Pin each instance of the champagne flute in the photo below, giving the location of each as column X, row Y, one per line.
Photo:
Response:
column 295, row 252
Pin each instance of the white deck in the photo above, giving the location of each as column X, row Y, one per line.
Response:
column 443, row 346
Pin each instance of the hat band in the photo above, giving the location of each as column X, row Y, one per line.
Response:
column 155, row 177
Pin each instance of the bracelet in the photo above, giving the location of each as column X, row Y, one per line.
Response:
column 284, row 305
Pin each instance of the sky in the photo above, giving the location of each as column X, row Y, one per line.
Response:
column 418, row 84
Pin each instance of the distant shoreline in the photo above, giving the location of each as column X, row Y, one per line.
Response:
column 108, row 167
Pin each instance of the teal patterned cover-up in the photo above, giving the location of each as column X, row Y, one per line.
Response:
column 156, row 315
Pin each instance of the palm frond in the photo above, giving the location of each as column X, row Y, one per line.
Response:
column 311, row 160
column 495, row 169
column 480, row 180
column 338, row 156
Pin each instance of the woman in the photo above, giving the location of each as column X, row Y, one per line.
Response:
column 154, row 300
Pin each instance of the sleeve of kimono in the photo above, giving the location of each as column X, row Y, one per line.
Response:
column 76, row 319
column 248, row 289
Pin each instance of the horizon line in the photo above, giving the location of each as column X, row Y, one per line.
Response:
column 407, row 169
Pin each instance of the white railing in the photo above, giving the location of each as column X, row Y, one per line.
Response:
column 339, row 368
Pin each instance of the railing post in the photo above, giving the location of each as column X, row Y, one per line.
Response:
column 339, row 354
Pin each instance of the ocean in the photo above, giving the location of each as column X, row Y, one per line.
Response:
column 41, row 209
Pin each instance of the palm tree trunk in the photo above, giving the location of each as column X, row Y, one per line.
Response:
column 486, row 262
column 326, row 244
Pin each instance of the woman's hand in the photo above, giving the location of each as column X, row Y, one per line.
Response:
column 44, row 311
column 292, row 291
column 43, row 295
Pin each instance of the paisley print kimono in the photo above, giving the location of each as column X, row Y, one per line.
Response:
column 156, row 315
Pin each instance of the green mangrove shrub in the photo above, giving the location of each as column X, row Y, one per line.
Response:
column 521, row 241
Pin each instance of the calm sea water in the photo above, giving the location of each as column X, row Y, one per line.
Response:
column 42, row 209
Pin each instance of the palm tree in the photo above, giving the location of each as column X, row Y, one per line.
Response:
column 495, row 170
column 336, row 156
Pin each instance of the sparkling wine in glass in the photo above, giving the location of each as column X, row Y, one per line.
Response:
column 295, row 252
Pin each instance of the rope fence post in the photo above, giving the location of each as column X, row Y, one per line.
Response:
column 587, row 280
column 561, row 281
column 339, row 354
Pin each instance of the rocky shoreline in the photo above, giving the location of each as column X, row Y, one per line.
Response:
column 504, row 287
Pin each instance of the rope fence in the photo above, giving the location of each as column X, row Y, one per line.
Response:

────────────────────────────────────────

**WHAT YOU ARE ASKED TO DO:**
Reproduce every item above verbatim, keeping each line in its original order and changing nothing.

**COMPLETED EXERCISE:**
Pin each instance of the champagne flute in the photo below, giving the location of each as column X, row Y, one per line.
Photo:
Response:
column 295, row 252
Pin each instance of the white deck in the photo above, giving the location of each as column X, row Y, one per line.
Response:
column 443, row 346
Pin each instance of the hat band in the photo above, giving the location of each as column X, row Y, one per line.
Response:
column 155, row 177
Pin each instance of the bracelet in the photo above, giving the location of each as column X, row Y, one per line.
Response:
column 284, row 305
Pin each instance of the sky in the photo above, giving the location of each as column X, row Y, one per line.
Response:
column 418, row 84
Pin each instance of the distant shoreline in the photo above, giving the location of each as column X, row Y, one per line.
Response:
column 108, row 167
Pin each instance of the teal patterned cover-up in the photo above, giving the location of each as column X, row Y, one per line.
Response:
column 156, row 315
Pin each instance of the palm frond in the photo above, giving the location of each as column X, row Y, one per line.
Response:
column 311, row 160
column 495, row 169
column 480, row 180
column 338, row 156
Pin each instance of the woman in the photo above, giving the location of each as column X, row Y, one per line.
Response:
column 154, row 300
Pin each instance of the sleeve of kimono in the photo above, giving the location of each as column X, row Y, one per line.
Response:
column 76, row 319
column 248, row 289
Pin each instance of the horizon line in the photo above, giving the location of each as column X, row Y, one per line.
Response:
column 407, row 169
Pin each instance of the white railing in the photo above, giving the location of each as column X, row Y, one per line.
Response:
column 339, row 368
Pin each instance of the railing post in the photo above, giving the location of each as column X, row Y, one per line.
Response:
column 339, row 354
Pin each instance of the ocean in the photo above, giving the location of each as column X, row Y, one per line.
Response:
column 41, row 209
Pin each instance of the palm tree trunk in the photo above, giving the location of each as column X, row Y, one per line.
Response:
column 486, row 262
column 326, row 244
Pin each instance of the woman's hand in the photo above, giving the location of each as column X, row Y, one per line.
Response:
column 44, row 311
column 292, row 291
column 43, row 295
Pin each instance of the paisley print kimono in the photo above, giving the location of each as column X, row Y, one per line.
Response:
column 156, row 315
Pin each instance of the green mangrove shrub in the photo above, giving the location of each as column X, row Y, one per line.
Response:
column 521, row 241
Pin each instance of the calm sea water in the photo above, giving the location of each as column X, row Y, one per line.
Response:
column 42, row 209
Pin each instance of the palm tree in the photo above, giving the location of each as column X, row Y, one per line.
Response:
column 495, row 170
column 336, row 156
Pin each instance of the sparkling wine in glass in the photo above, giving the location of each as column X, row Y, one per line.
Response:
column 295, row 252
Pin each instance of the rope fence post in the photo above, giving the location of each as column X, row Y, one per line.
Response:
column 587, row 280
column 561, row 281
column 339, row 354
Pin each instance of the rocky shoreline in the photo above, giving the location of each as column X, row Y, one per line.
Response:
column 504, row 287
Pin each instance of the rope fence in the photo above, giving the location of each as column X, row Y, one per line.
Response:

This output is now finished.